# Extract provided:
# Fixing 4x4 edge flip parity after redux - fastest/shortest alg



## Cride5 (Aug 25, 2010)

As a ZZ user looking to get into 4x4, I've been trying to find a nice way to solve the 4x4 by doing EO after reduction. The idea would be to do just EO inspection, and solve the line after EO (and/or EO parity). My inspecction time for EO (without the line) is probably quick enough for this approach to be practical.

So what I'm looking for is the shortest sequence of moves which change an odd-number of flipped dedges into an even number, while maintaining the edge pairs and centres. The alg must not permute the centres (relative to each other), but may permute the dedges and corners in any way.

I'm not sure if this is the best way, but my preferred system for measuring 4x4 movecounts from a speedsolving perspective is block turn metric.

I'm aware of (and have had a good read of) these threads:
http://www.speedsolving.com/forum/showthread.php?t=17839
http://www.speedsolving.com/forum/showthread.php?t=15614

.. and so far the shortest sequence appears to be:
r U2 r' U2 r' D2 r D2 r' B2 r B2 r' (13 btm)

Along with its derivatives:
r U2 r' F2 l' B2 l B2 l' D2 l D2 l' 
r U2 l' U2 r' B2 l B2 r' B2 l B2 l' 
r U2 l' U2 x' r' U2 l U2 r' U2 l U2 l'

Found here:
http://www.speedsolving.com/forum/showthread.php?p=303819#post303819
http://www.speedsolving.com/forum/showthread.php?p=309415#post309415


----------



## riffz (Aug 25, 2010)

So once you inspect for EO and determine that there is an odd number of flipped edges, you're going to perform an alg to fix it and then inspect AGAIN find the flipped edges again before orienting? Or am I reading this wrong?

# Collected data:
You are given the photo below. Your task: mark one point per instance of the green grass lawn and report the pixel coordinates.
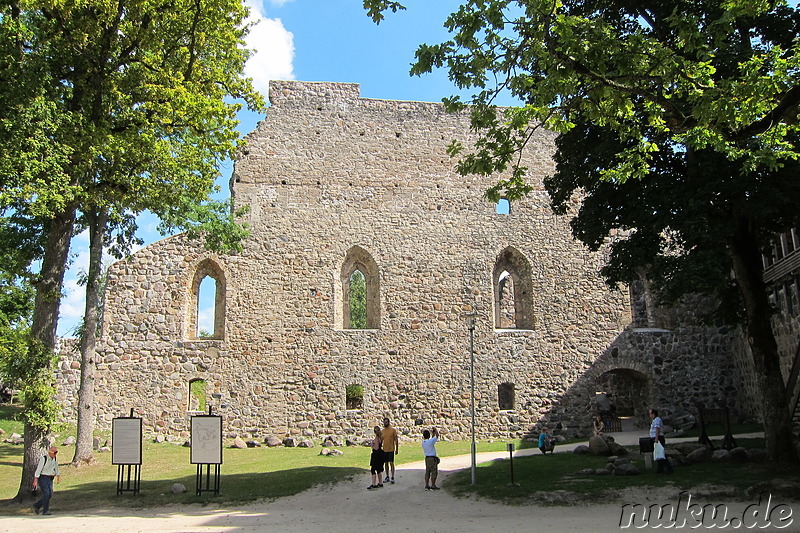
(560, 472)
(246, 475)
(267, 473)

# What is required:
Please reproduce the forum thread on fixing 4x4 edge flip parity word for word, in full.

# Solution to the exercise:
# Fixing 4x4 edge flip parity after redux - fastest/shortest alg



## Cride5 (Aug 25, 2010)

As a ZZ user looking to get into 4x4, I've been trying to find a nice way to solve the 4x4 by doing EO after reduction. The idea would be to do just EO inspection, and solve the line after EO (and/or EO parity). My inspecction time for EO (without the line) is probably quick enough for this approach to be practical.

So what I'm looking for is the shortest sequence of moves which change an odd-number of flipped dedges into an even number, while maintaining the edge pairs and centres. The alg must not permute the centres (relative to each other), but may permute the dedges and corners in any way.

I'm not sure if this is the best way, but my preferred system for measuring 4x4 movecounts from a speedsolving perspective is block turn metric.

I'm aware of (and have had a good read of) these threads:
http://www.speedsolving.com/forum/showthread.php?t=17839
http://www.speedsolving.com/forum/showthread.php?t=15614

.. and so far the shortest sequence appears to be:
r U2 r' U2 r' D2 r D2 r' B2 r B2 r' (13 btm)

Along with its derivatives:
r U2 r' F2 l' B2 l B2 l' D2 l D2 l' 
r U2 l' U2 r' B2 l B2 r' B2 l B2 l' 
r U2 l' U2 x' r' U2 l U2 r' U2 l U2 l'

Found here:
http://www.speedsolving.com/forum/showthread.php?p=303819#post303819
http://www.speedsolving.com/forum/showthread.php?p=309415#post309415


----------



## riffz (Aug 25, 2010)

So once you inspect for EO and determine that there is an odd number of flipped edges, you're going to perform an alg to fix it and then inspect AGAIN find the flipped edges again before orienting? Or am I reading this wrong?